Position annotation records
--- begin ---

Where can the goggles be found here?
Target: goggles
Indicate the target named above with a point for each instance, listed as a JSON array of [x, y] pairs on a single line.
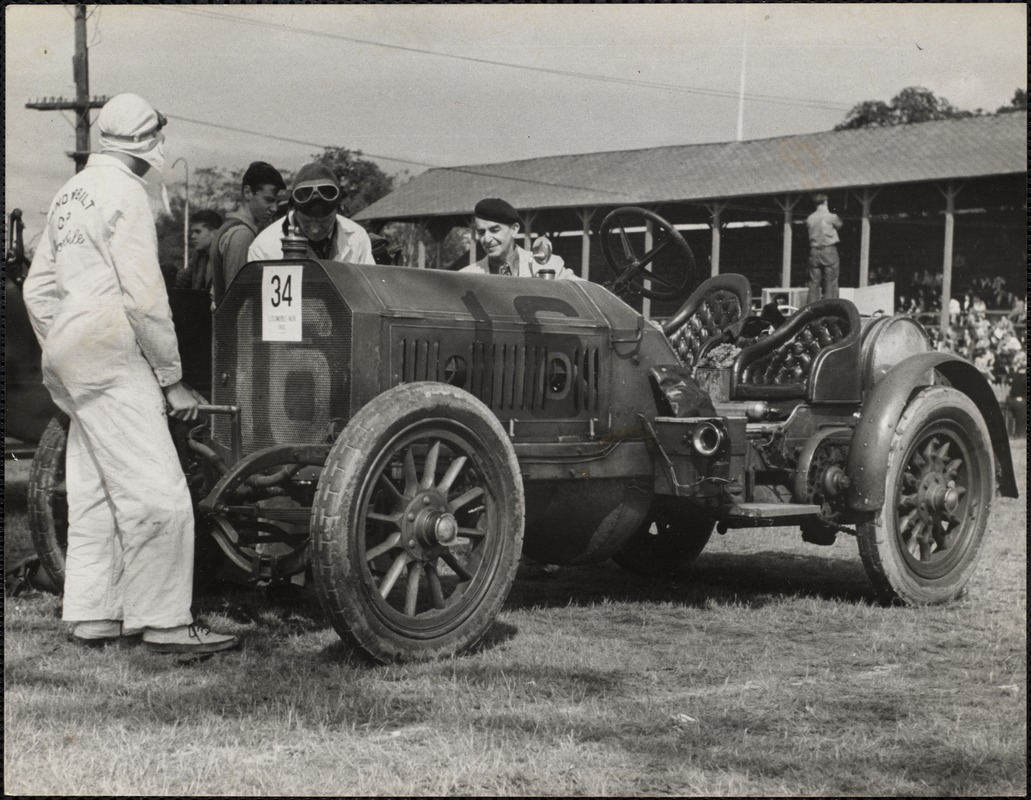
[[330, 193], [138, 137]]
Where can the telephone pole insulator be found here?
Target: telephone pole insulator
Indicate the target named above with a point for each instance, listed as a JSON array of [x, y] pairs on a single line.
[[82, 102]]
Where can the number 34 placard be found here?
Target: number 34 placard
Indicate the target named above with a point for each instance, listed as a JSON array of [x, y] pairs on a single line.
[[280, 303]]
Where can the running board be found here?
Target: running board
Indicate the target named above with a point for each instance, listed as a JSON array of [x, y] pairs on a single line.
[[767, 514]]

--- end ---

Quote every line of the data above word for word, leaving out the pictures.

#### RESPONSE TO THE TASK
Where can the goggles be found here?
Target: goggles
Indicate the target named above with a point for each instance, listed as a JSON array of [x, y] pairs on a single line.
[[330, 193], [138, 137]]
Where can the telephone pole insulator be found here?
Target: telephone pole insulator
Indicate the target named above with a point for each instance, listed as a JSON array of [x, y] pairs on a single line.
[[82, 102]]
Where can the number 34 placard be found here?
Target: number 34 placard
Indicate the target named above with a point for each instance, listed as a JSON array of [x, y] pairs on a single line.
[[280, 303]]
Where can the running board be found here?
Target: running board
Indicate the target named above with a point for each instance, listed as a JSON array of [x, y] pairs on a single line.
[[767, 514]]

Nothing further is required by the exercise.